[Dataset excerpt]
+ + + + + + +

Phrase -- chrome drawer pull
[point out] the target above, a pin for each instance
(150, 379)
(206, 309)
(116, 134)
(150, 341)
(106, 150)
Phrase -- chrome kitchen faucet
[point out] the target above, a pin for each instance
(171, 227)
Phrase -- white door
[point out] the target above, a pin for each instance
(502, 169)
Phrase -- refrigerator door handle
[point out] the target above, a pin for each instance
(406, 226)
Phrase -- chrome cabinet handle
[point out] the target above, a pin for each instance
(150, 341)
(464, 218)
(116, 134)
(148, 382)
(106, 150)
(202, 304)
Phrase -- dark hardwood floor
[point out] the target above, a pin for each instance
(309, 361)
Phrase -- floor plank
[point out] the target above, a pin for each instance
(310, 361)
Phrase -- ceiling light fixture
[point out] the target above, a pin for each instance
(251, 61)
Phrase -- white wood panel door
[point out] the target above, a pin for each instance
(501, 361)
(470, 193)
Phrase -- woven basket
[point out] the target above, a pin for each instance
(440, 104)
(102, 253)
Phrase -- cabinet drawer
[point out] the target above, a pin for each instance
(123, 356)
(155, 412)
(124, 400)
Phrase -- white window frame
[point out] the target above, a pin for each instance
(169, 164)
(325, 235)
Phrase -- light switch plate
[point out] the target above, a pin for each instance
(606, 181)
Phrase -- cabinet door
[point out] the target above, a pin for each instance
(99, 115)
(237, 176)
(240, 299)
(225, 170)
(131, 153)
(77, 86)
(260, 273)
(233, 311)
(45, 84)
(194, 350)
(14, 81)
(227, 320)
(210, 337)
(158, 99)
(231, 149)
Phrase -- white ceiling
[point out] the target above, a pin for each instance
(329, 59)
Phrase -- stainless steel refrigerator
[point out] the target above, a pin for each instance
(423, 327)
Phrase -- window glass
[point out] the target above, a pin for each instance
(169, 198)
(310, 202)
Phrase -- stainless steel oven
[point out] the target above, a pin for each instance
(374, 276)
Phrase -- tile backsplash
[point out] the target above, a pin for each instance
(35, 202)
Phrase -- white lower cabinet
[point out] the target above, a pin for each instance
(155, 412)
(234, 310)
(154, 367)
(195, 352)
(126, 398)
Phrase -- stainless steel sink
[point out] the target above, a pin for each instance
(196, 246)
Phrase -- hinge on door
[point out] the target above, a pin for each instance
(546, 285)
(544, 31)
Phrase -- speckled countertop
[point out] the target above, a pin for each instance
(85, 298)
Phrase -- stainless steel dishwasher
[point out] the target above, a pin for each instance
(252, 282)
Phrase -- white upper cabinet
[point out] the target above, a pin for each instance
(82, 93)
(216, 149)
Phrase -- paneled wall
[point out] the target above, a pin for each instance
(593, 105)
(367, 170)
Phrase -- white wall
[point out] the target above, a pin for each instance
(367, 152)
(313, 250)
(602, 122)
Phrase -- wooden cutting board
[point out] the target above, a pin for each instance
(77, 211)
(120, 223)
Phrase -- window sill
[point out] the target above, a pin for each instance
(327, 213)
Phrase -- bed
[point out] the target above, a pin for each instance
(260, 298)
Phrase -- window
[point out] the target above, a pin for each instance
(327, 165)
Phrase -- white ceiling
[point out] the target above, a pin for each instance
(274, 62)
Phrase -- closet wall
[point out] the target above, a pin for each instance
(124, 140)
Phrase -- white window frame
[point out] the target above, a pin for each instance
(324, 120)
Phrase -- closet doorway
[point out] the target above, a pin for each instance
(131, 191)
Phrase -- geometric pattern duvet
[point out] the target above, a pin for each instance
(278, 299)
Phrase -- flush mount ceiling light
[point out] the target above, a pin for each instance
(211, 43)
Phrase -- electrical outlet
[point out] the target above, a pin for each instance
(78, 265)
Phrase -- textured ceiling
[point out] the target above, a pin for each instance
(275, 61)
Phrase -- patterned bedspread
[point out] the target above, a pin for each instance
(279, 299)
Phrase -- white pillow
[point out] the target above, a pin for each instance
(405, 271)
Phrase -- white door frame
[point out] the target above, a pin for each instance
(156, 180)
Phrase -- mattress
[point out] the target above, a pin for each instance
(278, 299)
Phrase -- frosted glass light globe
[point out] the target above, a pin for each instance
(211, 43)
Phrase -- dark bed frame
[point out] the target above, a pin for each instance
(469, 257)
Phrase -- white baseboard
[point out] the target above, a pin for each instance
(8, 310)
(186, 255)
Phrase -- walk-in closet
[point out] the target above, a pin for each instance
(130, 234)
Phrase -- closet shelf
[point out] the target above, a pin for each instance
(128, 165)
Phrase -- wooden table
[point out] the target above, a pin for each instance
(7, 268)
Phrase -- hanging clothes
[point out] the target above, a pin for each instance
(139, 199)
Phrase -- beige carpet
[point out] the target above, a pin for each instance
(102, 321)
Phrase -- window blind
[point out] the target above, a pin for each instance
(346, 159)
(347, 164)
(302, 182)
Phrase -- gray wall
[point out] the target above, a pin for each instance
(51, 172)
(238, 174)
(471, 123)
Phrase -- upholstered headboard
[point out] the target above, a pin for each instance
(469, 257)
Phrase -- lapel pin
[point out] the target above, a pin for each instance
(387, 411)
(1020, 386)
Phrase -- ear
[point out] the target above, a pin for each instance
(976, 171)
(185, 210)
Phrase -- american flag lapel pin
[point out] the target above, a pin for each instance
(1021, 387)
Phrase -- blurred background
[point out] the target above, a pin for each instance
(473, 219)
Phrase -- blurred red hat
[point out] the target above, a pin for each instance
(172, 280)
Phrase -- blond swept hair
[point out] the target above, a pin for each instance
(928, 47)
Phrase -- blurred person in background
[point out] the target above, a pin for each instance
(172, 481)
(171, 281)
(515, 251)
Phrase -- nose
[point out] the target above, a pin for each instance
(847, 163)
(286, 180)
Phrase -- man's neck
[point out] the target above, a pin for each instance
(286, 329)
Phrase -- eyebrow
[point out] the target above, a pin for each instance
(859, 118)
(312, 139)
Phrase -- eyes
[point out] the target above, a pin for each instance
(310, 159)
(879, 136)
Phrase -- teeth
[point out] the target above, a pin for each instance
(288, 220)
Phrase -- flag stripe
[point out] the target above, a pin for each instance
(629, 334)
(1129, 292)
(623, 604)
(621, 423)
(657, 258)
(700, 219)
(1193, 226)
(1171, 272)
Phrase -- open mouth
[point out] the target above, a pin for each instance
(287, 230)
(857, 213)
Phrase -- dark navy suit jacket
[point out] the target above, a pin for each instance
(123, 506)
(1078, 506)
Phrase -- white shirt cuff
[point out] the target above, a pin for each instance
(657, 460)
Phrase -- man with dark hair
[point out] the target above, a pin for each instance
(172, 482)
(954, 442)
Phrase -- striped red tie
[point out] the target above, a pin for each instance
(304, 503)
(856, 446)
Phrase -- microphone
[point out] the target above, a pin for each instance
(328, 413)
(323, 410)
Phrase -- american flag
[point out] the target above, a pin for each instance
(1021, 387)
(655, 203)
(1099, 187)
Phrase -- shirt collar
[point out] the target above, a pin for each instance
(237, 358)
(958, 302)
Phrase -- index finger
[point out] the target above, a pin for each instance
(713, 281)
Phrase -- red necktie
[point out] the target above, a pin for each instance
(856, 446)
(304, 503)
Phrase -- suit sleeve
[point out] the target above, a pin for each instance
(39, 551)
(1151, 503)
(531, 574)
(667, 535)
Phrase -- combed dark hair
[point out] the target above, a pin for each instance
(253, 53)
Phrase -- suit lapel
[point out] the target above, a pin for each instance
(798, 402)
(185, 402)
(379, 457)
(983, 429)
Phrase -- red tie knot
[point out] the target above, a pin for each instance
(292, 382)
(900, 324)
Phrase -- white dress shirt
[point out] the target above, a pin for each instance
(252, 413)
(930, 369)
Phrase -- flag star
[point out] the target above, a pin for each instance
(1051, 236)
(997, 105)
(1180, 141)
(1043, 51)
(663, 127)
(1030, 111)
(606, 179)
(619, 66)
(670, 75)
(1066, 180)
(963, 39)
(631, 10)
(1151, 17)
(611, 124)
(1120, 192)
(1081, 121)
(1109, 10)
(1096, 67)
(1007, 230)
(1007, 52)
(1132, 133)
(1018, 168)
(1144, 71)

+ + + + + + +

| What you are asked to do |
Express the lines of the material as a Markdown table with the columns Row and Text, numbering the rows from 1 and leaving out blank lines. Begin at the line that has "Phrase -- dark navy suit jacket" and continue through the last line of the material.

| Output for this task |
| Row | Text |
|---|---|
| 1 | Phrase -- dark navy suit jacket |
| 2 | [point out] the target above, a pin for each instance |
| 3 | (123, 506) |
| 4 | (1078, 506) |
| 5 | Phrase -- white shirt cuff |
| 6 | [point out] the target above, a pin for each instance |
| 7 | (657, 460) |
| 8 | Phrase -- man with dark hair |
| 9 | [point out] the target above, a pin for each instance |
| 10 | (172, 482) |
| 11 | (954, 442) |
| 12 | Phrase -- striped red tie |
| 13 | [point out] the target above, a pin for each instance |
| 14 | (304, 503) |
| 15 | (856, 446) |
| 16 | Phrase -- microphone |
| 17 | [point out] the target above, a pin for each instance |
| 18 | (328, 413) |
| 19 | (323, 410) |
| 20 | Phrase -- american flag |
| 21 | [point out] the target above, a pin for each instance |
| 22 | (1021, 387) |
| 23 | (655, 203) |
| 24 | (1099, 187) |
| 25 | Phrase -- shirt collar |
| 26 | [point out] the target above, a pin for each instance |
| 27 | (237, 358) |
| 28 | (958, 302) |
| 29 | Phrase -- index finger |
| 30 | [point out] the target above, a pin for each instance |
| 31 | (713, 281) |
| 32 | Phrase -- red necktie |
| 33 | [point out] the target above, a pin for each instance |
| 34 | (856, 446) |
| 35 | (304, 503) |
| 36 | Phrase -- suit sleeve |
| 37 | [point out] the target above, a pin for each instance |
| 38 | (39, 551) |
| 39 | (1151, 503) |
| 40 | (531, 574) |
| 41 | (667, 535) |
| 42 | Phrase -- combed dark hair |
| 43 | [point out] the target above, a pin for each instance |
| 44 | (253, 53) |
| 45 | Phrase -- suit lapel |
| 46 | [point out] the target above, a pin for each instance |
| 47 | (798, 402) |
| 48 | (185, 402) |
| 49 | (379, 457) |
| 50 | (983, 429) |
| 51 | Phrase -- red tie knot |
| 52 | [point out] the target above, a pin for each instance |
| 53 | (292, 382) |
| 54 | (900, 324) |
| 55 | Phrase -- white dress shirt |
| 56 | [point out] the target above, a pin for each instance |
| 57 | (252, 413) |
| 58 | (930, 369) |
| 59 | Phrase -- flag star |
| 60 | [point out] the target above, a pin for each instance |
| 61 | (1051, 236) |
| 62 | (997, 105) |
| 63 | (1180, 141) |
| 64 | (1043, 51) |
| 65 | (663, 127) |
| 66 | (1030, 111) |
| 67 | (606, 179) |
| 68 | (619, 66) |
| 69 | (670, 75) |
| 70 | (1066, 180) |
| 71 | (963, 39) |
| 72 | (631, 10) |
| 73 | (1151, 17) |
| 74 | (611, 124) |
| 75 | (1120, 192) |
| 76 | (1081, 121) |
| 77 | (1109, 10) |
| 78 | (1096, 67) |
| 79 | (1007, 230) |
| 80 | (1007, 52) |
| 81 | (1132, 133) |
| 82 | (1018, 168) |
| 83 | (1144, 71) |